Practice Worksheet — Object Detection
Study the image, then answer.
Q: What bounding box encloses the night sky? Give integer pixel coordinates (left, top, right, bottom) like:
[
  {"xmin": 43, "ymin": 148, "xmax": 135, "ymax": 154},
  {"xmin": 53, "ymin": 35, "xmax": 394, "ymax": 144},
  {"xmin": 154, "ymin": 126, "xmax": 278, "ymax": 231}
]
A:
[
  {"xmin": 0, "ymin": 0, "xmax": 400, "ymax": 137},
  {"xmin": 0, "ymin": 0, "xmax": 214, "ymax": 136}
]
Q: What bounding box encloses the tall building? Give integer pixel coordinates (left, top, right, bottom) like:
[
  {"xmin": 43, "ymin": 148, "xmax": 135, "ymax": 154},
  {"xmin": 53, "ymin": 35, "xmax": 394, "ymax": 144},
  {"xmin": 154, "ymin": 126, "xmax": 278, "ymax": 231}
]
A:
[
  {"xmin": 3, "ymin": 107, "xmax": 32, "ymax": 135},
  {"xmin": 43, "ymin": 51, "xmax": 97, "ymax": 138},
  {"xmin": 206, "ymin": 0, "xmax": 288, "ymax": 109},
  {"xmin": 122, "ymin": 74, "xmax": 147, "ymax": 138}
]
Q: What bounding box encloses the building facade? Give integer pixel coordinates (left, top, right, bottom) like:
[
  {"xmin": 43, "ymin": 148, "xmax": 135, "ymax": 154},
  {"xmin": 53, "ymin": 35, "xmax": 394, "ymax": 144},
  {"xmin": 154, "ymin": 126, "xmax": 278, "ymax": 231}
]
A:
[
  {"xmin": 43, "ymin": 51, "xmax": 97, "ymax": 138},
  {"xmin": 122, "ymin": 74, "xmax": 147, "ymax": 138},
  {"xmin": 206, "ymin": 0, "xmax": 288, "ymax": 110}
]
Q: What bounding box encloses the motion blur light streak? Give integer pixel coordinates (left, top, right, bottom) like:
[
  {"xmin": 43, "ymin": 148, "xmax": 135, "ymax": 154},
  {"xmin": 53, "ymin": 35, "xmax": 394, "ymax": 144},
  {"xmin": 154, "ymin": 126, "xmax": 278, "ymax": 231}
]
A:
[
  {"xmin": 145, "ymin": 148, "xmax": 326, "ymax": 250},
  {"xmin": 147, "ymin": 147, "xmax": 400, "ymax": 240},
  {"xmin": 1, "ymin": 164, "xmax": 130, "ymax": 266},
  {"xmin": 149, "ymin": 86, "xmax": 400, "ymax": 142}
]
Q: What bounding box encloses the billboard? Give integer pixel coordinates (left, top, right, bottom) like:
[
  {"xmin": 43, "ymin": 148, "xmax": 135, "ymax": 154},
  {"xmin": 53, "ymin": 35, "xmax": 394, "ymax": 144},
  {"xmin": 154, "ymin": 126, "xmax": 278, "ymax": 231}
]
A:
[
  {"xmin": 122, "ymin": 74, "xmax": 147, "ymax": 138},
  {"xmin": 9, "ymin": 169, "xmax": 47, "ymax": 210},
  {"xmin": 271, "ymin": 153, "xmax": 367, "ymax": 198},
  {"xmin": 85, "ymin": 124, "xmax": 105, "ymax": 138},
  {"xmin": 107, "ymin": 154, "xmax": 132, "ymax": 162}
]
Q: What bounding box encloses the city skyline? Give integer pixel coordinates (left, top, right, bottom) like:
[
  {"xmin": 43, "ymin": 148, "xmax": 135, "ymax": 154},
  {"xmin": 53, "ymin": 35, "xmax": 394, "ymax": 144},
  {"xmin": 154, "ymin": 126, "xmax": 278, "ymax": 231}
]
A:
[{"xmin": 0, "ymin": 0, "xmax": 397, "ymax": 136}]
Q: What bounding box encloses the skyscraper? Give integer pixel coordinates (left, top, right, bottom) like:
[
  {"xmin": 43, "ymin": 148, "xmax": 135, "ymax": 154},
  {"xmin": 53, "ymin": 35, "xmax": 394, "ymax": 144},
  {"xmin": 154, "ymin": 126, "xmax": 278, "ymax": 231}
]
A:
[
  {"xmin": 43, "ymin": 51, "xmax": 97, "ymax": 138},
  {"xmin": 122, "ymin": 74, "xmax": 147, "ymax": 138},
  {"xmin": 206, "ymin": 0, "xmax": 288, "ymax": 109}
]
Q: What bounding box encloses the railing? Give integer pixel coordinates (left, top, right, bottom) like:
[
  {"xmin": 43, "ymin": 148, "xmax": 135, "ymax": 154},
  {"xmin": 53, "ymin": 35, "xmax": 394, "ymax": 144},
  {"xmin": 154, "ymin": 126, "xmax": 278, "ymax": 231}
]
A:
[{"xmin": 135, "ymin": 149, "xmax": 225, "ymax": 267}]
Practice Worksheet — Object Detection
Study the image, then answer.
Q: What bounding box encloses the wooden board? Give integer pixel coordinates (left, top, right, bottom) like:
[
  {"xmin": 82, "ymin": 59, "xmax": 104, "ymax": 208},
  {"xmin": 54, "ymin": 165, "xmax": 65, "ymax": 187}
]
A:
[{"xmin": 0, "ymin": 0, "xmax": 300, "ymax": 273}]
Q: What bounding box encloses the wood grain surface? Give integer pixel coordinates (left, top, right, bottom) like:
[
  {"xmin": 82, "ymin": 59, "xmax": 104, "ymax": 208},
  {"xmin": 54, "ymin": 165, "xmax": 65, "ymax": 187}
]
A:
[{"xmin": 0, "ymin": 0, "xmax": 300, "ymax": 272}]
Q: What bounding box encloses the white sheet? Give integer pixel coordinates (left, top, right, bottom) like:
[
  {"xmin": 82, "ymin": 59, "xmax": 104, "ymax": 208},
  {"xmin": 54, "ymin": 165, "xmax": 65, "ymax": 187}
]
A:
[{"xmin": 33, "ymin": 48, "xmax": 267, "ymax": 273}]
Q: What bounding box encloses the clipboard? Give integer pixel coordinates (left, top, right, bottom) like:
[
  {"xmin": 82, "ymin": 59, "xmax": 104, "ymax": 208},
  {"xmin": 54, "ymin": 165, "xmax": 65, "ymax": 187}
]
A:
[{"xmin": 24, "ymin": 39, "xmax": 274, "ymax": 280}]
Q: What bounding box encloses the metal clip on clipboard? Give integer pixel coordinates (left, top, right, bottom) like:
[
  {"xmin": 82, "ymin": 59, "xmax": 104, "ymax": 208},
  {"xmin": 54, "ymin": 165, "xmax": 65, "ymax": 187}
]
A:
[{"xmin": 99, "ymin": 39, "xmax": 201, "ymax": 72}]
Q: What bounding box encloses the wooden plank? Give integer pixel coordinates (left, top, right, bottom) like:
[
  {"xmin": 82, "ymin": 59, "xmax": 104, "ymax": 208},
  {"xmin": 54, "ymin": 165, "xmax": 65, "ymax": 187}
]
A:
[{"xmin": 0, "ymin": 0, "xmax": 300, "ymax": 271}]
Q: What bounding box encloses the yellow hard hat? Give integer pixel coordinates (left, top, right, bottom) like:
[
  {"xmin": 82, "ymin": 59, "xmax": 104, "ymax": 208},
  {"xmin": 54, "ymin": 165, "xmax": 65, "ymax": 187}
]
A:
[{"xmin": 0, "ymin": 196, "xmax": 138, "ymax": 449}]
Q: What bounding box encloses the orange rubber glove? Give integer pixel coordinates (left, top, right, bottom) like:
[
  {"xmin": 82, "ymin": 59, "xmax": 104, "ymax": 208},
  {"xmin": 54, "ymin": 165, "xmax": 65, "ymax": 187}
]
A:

####

Exercise instructions
Starting at the line that has "Q: What bounding box encloses the metal" and continuing through the end of the listing, write every line out again, requests included. Shift each bounding box coordinate in the answers by -11, and leave the numbers in the requests and their format samples unchanged.

Solved problem
Q: What bounding box encloses the metal clip on clipboard? Give integer pixel coordinates (left, top, right, bottom) like:
[
  {"xmin": 82, "ymin": 59, "xmax": 104, "ymax": 208},
  {"xmin": 54, "ymin": 165, "xmax": 65, "ymax": 187}
]
A:
[{"xmin": 88, "ymin": 28, "xmax": 190, "ymax": 61}]
Q: What bounding box encloses the wooden plank? Give integer pixel coordinates (left, top, right, bottom) like:
[
  {"xmin": 82, "ymin": 59, "xmax": 104, "ymax": 208},
  {"xmin": 54, "ymin": 165, "xmax": 65, "ymax": 187}
]
A:
[{"xmin": -11, "ymin": -11, "xmax": 289, "ymax": 260}]
Q: What bounding box encloses the yellow hard hat? Give integer pixel coordinates (left, top, right, bottom) like:
[
  {"xmin": 82, "ymin": 59, "xmax": 104, "ymax": 208},
  {"xmin": 54, "ymin": 165, "xmax": 65, "ymax": 187}
]
A:
[{"xmin": -11, "ymin": 185, "xmax": 127, "ymax": 438}]
Q: What bounding box encloses the orange rubber glove? Give integer pixel coordinates (left, top, right, bottom) like:
[
  {"xmin": 82, "ymin": 59, "xmax": 104, "ymax": 208},
  {"xmin": 54, "ymin": 165, "xmax": 65, "ymax": 187}
]
A:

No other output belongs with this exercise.